Entries supplied >>
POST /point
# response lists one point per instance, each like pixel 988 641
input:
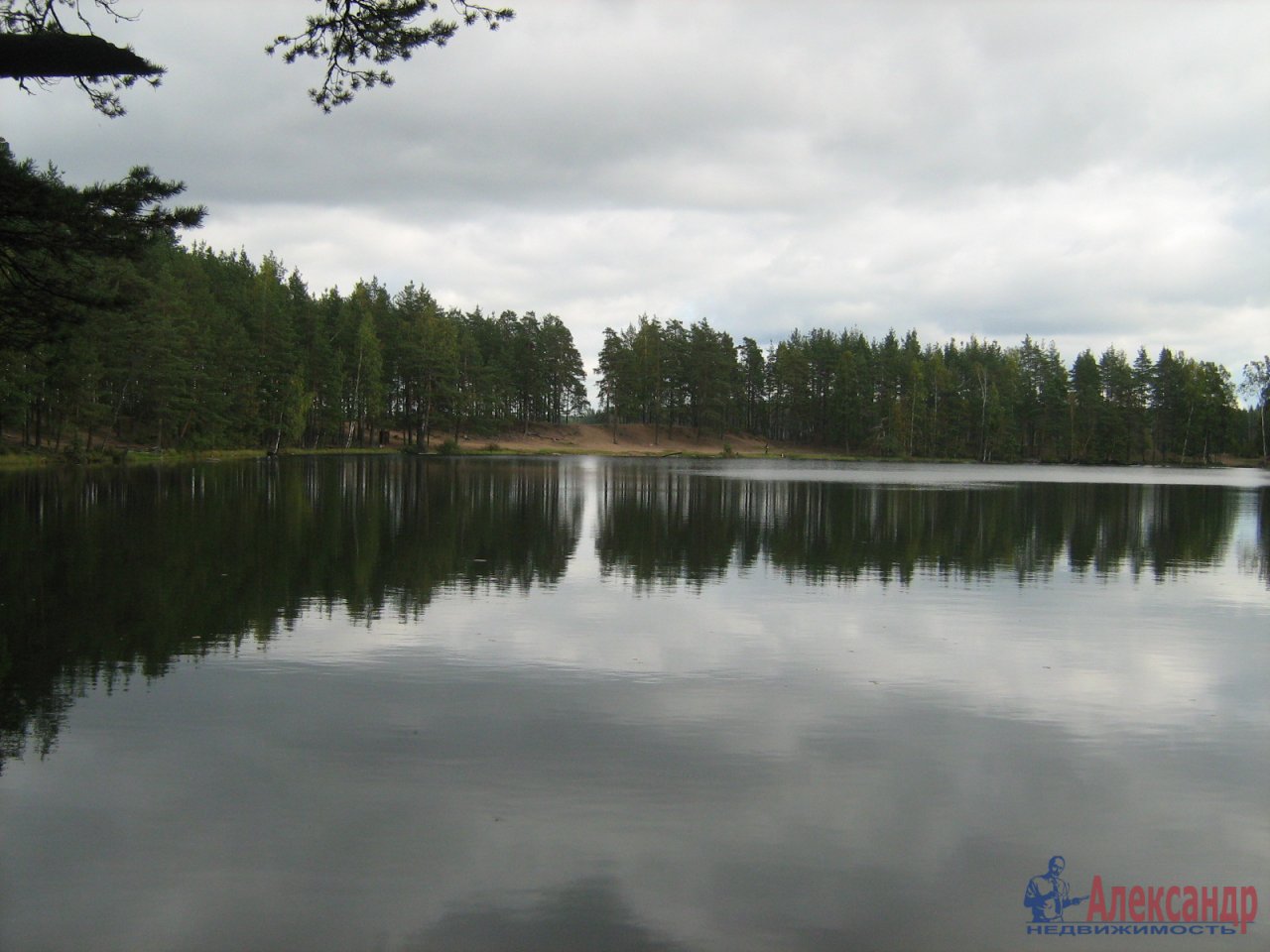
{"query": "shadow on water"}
pixel 113 574
pixel 666 527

Aim >> Output the data above verbatim, line for line, leaving out the picture.

Exercise output >>
POST /point
# response lists one point per instance, each like pixel 988 641
input:
{"query": "shadow on water"}
pixel 113 574
pixel 666 527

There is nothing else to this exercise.